----- EXCERPTED RECORDS -----
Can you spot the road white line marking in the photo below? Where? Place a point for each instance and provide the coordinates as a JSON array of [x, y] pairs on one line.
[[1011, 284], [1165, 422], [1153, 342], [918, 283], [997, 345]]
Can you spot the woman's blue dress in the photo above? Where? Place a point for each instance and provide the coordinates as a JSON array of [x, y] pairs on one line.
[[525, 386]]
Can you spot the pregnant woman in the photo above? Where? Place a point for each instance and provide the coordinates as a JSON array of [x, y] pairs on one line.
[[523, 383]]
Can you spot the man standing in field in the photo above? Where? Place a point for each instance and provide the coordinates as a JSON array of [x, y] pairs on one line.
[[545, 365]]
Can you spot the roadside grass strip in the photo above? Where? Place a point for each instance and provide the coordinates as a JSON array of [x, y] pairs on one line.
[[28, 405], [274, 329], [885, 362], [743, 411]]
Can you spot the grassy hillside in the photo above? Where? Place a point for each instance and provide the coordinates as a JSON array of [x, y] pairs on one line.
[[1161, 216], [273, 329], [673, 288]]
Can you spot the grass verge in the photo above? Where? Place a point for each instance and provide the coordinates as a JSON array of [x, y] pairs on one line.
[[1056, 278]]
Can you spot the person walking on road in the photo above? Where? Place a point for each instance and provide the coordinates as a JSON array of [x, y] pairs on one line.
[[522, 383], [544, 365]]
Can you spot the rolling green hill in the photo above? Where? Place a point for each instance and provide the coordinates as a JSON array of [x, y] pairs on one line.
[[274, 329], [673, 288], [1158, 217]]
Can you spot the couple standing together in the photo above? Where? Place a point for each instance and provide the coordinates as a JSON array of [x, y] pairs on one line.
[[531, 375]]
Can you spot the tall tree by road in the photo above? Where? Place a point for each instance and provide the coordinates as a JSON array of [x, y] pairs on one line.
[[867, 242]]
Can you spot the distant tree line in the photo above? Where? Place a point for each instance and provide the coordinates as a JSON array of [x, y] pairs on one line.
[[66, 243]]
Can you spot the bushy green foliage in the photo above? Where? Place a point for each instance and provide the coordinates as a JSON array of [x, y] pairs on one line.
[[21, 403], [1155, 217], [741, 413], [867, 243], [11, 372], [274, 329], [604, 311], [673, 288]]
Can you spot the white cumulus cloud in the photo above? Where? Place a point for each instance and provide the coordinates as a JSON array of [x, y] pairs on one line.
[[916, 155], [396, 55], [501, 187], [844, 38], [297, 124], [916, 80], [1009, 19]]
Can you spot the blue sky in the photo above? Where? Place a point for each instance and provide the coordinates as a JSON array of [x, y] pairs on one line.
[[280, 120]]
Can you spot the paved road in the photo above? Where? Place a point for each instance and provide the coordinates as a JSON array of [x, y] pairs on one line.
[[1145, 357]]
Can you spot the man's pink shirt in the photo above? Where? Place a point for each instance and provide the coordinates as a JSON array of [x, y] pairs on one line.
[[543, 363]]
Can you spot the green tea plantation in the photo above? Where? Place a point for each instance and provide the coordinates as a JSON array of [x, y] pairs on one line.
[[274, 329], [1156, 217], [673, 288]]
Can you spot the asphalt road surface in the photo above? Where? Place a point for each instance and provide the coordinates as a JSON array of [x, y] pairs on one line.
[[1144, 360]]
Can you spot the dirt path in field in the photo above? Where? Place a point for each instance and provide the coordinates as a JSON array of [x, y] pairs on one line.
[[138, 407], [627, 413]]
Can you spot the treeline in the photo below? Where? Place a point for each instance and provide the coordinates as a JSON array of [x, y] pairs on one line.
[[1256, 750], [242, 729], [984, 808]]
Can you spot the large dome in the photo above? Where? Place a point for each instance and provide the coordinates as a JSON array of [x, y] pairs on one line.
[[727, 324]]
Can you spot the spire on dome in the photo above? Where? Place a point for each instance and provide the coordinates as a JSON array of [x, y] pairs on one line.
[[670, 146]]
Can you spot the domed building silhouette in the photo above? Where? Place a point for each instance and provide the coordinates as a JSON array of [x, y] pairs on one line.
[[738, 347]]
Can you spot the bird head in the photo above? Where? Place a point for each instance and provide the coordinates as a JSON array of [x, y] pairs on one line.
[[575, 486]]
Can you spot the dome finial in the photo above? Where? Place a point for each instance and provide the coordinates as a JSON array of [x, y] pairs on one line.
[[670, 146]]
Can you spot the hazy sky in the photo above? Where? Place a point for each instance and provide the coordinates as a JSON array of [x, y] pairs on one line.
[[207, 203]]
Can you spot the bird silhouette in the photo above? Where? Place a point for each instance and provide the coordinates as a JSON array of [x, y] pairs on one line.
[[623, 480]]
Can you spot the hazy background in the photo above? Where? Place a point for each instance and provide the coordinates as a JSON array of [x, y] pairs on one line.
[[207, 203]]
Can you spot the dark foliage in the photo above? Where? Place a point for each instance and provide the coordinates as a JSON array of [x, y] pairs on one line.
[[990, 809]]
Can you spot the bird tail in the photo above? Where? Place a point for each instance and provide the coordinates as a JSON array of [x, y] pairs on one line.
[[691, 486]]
-----
All the data above should be restated in full, exactly.

[TASK OUTPUT]
Can you spot the road white line marking in the photo below? Where? Place a point for each instance and provide the coordinates as a JSON array of [x, y] pairs on one line.
[[1011, 284], [1165, 422], [1153, 342], [918, 283], [997, 345]]
Can you spot the woman's blue dress in the photo above? Where? Place a point for each instance and provide the coordinates as a JSON array of [x, y] pairs on one line.
[[525, 386]]
Can you spot the pregnant woman in the photo above? Where? Place a point for each instance and provide the coordinates as a JSON array of [x, y] pairs on one line.
[[523, 383]]
Can you spot the man standing in field in the photo above? Where? Place a point for each instance and provide the coordinates as a JSON array of [x, y] pairs on one line.
[[545, 365]]
Can you spot the roadside grass strip in the photo above? Where? Place a point for each instance and provide the coordinates as a JSON array of [x, y] pairs on one line.
[[28, 405], [274, 329], [885, 362], [743, 411]]
Can you spot the grassy hillside in the photo above? Where? Place a point for each instance and provide the coordinates as a JSON array of [x, y] pairs on one line.
[[1161, 216], [273, 329], [673, 288]]
Can you spot the grass verge in the photo above? Where? Place a point for each instance and provide the coordinates as a JSON array of [x, y] pairs on one line.
[[1056, 278]]
Can you spot the person walking on road in the photo above? Where? Place a point for each instance and provide the coordinates as a JSON array of [x, y] pairs on one line.
[[522, 383], [544, 365]]
Can you spot the rolling green hill in the photo above? Where? Place a point for each instance and provide the coordinates as a JSON array of [x, y] pairs on one line.
[[274, 329], [673, 288], [1158, 217]]
Can you spot the couple standing together in the photo above? Where? Place a point for each instance and provide the coordinates as a JSON array of [x, y] pairs on one line.
[[531, 375]]
Can you spot the tall tree by road in the photo above? Where? Place a point for each instance and provide the coordinates as a JSON array of [x, y] pairs on one line.
[[867, 242]]
Can you spot the distant tree line in the photo above? Where? Place a point for each instance and provide the coordinates as a JSON array of [x, y] pairs on one line.
[[66, 243]]
Can you spot the bushy green foliage in the photo above? Where? Place a point for each instance and provide the coordinates as a JSON array of [x, y] pairs on one line.
[[21, 403], [1155, 217], [741, 413], [867, 243], [11, 372], [274, 329], [604, 311], [673, 288]]
Can you spot the white cumulus cloud in the photo above? Where? Place a point for each instance and provide the coordinates as a JSON array of [x, y] pairs on one line.
[[916, 155], [396, 55], [501, 187], [844, 38], [297, 124], [916, 80], [1009, 19]]
Can you spot the blue sky in the photo above? Where? Place a point for each instance and provide the coordinates as a JSON array of [x, y] pairs on one line.
[[280, 120]]
Can you spot the paved road in the photo above? Where? Place a point for each instance and provide the coordinates as a JSON array of [x, y] pairs on one line.
[[1145, 357]]
Can you spot the man's pink shirt in the photo above? Where? Place a point for each instance and provide the coordinates as a JSON array of [x, y] pairs on one line.
[[543, 363]]
Can you spot the green tea plantation in the photo above? Where? Place a point for each instance and provide the coordinates as a JSON array of [x, y] pairs on one line.
[[274, 329], [1156, 217], [673, 288]]
Can you spot the asphalt road surface in the photo above? Where? Place a point for each instance and provide the coordinates as a JSON array of [x, y] pairs on one line.
[[1144, 360]]
Can you spot the dirt path in field in the photo above? Where? Place a point for each instance and provide the coordinates as a JSON array of [x, y] pairs on one line.
[[138, 407], [627, 413]]
Can you spot the treeline in the photo below? Where? Place a point for each instance and provide the coordinates as a JSON array of [x, y] pairs on one line.
[[1256, 750], [242, 729], [984, 808]]
Can you spot the large dome in the photo above? Where? Place a point for each instance and provide the coordinates as a JSON array of [x, y] pairs on one line.
[[727, 324]]
Can you spot the spire on dome in the photo above? Where? Place a point for each instance and provide the coordinates as a JSON array of [x, y] pairs on one line.
[[670, 146]]
Can you spot the domed building silhouette in the photo above? Where? Place a point for each instance and provide the coordinates as a JSON array of [x, y] pairs on one line.
[[738, 347]]
Can you spot the bird head in the photo above? Where? Place a point for each instance and provide the coordinates as a JSON array of [x, y] pairs on one line.
[[575, 486]]
Can you spot the dome finial in the photo above? Where? Place a point for each instance and provide the coordinates as a JSON array of [x, y] pairs on one line.
[[670, 146]]
Can you spot the hazy sky in the photo above? Where? Place a point for each instance and provide the coordinates as a JSON array of [x, y] pairs on one line.
[[207, 203]]
Can you spot the bird silhouette in the photo above? Where? Place a point for each instance and provide the coordinates as a JSON array of [x, y] pairs on one line.
[[623, 480]]
Can you spot the hazy background in the photo above? Where? Place a point for each instance and provide the coordinates as a JSON array of [x, y] pairs on one line.
[[207, 203]]
Can you spot the dark foliage in the photo above? Where? Place a point for each instance and provide the coordinates as a JSON array of [x, y] pairs on one line.
[[990, 809]]
Can you spot the bird tail in the photo above? Where? Place a point for each instance and provide the coordinates as a JSON array of [x, y] pairs on one line.
[[691, 486]]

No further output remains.